荒木紀男は、1885 年(明治1 8 年) 5 月、長野県飯山で飯山藩士第一家老の家の長男として誕生。1 5 歳の時上京、東京銀座高山紀斎歯科診療所の書生となる。1903年東京歯科医学院に入学するが、1904 年(明治3 7 年)日露戦争勃発、歯学の道を志すため、米国留学を決意。1905 年ハワイ経由で米国サンフランシスコに到着。南カリフォルニア大学教授のタウンゼント氏宅に滞在中、高溶ポーセレンの研究者と出会い、指導受ける。その後、カリフォルニアでの日系人に対する差別をさけ、医学者で細菌学者の奥村鶴吉を頼りにニューヨークに移る。奥村はペンシルバニア大学医学部で学び、ロックフェラー研究所の野口英世、歯科医の岡田満と親交があった。
荒木は、ニューヨークで最大規模の歯科技工所であったストウ&エディ社 へ入社。奥村の紹介で、野口英世のアパートの一室を借りる。野口と荒木は、レキシントンアヴェニューのアパートで、野口がメリー婦人と結婚し、マンハッタンへ引っ越すまでの三年間、共同生活を送る。この頃、奥村鶴吉、野口英世、岡田満、等に進路を相談したところ、歯科医への道は時間と金がかかると指摘され、歯科技工の道を目指す。

**表示情報:**
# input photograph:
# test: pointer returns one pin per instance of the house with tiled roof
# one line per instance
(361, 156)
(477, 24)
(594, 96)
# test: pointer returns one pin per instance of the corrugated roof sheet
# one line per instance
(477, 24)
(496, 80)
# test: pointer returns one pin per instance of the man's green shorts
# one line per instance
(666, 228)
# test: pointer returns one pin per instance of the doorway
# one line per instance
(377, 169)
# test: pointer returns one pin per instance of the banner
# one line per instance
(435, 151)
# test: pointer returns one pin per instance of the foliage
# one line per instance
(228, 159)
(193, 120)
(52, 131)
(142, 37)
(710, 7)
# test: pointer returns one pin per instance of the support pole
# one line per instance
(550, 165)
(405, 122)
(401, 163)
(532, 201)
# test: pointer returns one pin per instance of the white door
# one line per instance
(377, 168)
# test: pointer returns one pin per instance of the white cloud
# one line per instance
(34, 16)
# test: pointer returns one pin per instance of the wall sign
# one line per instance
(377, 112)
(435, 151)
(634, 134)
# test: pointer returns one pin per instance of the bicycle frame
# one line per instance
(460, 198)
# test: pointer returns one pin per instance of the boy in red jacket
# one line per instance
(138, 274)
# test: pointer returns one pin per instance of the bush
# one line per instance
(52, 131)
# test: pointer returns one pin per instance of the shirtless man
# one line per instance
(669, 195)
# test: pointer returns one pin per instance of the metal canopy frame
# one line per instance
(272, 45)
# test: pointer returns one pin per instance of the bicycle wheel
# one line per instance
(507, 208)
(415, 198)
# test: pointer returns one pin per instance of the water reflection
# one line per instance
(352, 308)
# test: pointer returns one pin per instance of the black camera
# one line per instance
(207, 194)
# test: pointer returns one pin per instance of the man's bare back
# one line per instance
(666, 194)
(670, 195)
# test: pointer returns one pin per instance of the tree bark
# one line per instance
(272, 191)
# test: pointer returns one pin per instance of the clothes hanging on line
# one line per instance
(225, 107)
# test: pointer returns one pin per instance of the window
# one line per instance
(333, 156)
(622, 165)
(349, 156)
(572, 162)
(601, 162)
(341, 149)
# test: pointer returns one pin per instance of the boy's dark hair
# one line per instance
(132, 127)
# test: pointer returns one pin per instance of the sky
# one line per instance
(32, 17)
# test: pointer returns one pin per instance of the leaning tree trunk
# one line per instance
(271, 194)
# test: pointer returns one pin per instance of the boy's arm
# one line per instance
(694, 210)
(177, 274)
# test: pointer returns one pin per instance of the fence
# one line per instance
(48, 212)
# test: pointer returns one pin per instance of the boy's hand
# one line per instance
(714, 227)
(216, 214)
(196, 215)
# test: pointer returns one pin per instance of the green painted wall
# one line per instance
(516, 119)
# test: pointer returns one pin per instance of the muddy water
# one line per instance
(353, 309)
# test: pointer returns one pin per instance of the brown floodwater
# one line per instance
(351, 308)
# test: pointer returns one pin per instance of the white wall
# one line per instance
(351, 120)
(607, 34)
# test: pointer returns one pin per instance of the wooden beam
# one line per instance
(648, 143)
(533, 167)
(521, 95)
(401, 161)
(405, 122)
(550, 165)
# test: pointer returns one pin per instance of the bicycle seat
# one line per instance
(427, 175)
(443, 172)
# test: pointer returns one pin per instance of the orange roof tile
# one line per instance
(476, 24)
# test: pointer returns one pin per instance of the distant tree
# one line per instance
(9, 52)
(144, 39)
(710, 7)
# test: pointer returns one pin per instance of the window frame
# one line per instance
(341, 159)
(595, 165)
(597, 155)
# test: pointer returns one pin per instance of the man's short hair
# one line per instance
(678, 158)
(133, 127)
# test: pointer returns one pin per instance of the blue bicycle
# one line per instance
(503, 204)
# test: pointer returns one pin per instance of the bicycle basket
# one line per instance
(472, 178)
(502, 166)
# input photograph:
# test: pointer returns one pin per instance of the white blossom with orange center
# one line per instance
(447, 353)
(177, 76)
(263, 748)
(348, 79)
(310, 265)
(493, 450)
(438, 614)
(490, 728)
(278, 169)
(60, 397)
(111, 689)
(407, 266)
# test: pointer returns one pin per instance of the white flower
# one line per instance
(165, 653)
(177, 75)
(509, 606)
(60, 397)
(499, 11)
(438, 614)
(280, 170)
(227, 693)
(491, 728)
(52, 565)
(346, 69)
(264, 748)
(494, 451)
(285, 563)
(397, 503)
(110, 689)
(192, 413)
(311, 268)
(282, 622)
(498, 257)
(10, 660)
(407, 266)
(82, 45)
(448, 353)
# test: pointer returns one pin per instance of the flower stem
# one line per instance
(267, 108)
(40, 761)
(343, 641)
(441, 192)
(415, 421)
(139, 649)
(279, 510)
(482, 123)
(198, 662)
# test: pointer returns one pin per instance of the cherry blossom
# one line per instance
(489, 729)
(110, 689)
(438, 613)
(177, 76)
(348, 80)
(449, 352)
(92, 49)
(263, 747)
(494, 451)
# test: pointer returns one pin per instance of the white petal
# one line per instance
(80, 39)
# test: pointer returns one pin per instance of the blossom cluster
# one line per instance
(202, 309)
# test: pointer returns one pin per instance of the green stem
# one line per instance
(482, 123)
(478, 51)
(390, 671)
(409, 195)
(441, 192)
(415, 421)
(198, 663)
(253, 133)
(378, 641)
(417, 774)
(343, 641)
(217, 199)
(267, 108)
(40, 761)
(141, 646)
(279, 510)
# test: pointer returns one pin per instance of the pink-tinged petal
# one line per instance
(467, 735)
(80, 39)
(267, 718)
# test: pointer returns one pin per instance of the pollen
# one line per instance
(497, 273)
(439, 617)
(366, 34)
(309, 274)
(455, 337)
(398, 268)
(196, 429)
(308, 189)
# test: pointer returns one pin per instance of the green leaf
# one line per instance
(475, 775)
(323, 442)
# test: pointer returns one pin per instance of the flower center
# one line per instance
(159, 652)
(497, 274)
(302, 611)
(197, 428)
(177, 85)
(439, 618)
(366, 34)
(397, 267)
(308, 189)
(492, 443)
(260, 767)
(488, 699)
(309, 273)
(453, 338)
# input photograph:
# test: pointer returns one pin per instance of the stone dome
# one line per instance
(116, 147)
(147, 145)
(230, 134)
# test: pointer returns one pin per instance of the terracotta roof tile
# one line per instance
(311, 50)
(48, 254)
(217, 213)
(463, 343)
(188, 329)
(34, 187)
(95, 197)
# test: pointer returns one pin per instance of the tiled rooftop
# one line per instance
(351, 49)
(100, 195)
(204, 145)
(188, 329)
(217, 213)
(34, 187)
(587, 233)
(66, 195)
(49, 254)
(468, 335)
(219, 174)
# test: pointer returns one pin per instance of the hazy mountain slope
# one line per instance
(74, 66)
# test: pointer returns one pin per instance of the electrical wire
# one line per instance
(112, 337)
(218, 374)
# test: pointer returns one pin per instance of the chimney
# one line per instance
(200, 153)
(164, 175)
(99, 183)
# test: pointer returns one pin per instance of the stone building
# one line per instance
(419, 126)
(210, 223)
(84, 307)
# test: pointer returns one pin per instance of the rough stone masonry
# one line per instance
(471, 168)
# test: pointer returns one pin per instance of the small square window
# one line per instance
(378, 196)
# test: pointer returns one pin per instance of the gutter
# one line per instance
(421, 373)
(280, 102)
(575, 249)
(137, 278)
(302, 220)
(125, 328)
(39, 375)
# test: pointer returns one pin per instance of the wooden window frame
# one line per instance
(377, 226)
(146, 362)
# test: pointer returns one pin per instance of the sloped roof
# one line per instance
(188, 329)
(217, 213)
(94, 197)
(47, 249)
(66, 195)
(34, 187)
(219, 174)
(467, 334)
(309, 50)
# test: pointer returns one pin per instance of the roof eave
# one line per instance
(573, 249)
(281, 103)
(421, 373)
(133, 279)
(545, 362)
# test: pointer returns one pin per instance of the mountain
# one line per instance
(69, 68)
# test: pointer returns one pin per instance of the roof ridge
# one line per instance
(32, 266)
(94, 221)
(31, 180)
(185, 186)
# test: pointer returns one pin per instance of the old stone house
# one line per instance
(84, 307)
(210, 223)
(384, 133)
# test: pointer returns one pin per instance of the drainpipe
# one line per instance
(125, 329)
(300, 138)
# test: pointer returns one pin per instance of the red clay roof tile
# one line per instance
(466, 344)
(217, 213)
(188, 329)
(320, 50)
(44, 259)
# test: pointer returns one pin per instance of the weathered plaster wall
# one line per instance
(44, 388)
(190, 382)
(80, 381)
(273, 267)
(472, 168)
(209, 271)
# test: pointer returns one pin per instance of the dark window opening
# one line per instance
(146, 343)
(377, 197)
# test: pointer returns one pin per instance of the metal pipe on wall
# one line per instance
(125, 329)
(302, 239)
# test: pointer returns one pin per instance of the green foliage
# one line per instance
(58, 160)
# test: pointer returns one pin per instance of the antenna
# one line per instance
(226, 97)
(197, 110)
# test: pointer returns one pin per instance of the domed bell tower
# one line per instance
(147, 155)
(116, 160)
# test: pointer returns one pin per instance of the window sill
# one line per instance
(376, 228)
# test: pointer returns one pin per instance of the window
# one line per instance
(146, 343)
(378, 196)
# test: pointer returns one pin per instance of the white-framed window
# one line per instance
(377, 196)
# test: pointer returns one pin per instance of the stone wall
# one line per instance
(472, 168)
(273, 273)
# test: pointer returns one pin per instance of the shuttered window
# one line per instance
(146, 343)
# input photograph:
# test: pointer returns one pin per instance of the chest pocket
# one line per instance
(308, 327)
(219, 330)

**課題の目的:**
荒木紀男の経歴を述べた本文を、一字一句改変せず全文そのまま再出力せよ。

**課題の出力:**
荒木紀男は、1885 年(明治1 8 年) 5 月、長野県飯山で飯山藩士第一家老の家の長男として誕生。1 5 歳の時上京、東京銀座高山紀斎歯科診療所の書生となる。1903年東京歯科医学院に入学するが、1904 年(明治3 7 年)日露戦争勃発、歯学の道を志すため、米国留学を決意。1905 年ハワイ経由で米国サンフランシスコに到着。南カリフォルニア大学教授のタウンゼント氏宅に滞在中、高溶ポーセレンの研究者と出会い、指導受ける。その後、カリフォルニアでの日系人に対する差別をさけ、医学者で細菌学者の奥村鶴吉を頼りにニューヨークに移る。奥村はペンシルバニア大学医学部で学び、ロックフェラー研究所の野口英世、歯科医の岡田満と親交があった。
荒木は、ニューヨークで最大規模の歯科技工所であったストウ&エディ社 へ入社。奥村の紹介で、野口英世のアパートの一室を借りる。野口と荒木は、レキシントンアヴェニューのアパートで、野口がメリー婦人と結婚し、マンハッタンへ引っ越すまでの三年間、共同生活を送る。この頃、奥村鶴吉、野口英世、岡田満、等に進路を相談したところ、歯科医への道は時間と金がかかると指摘され、歯科技工の道を目指す。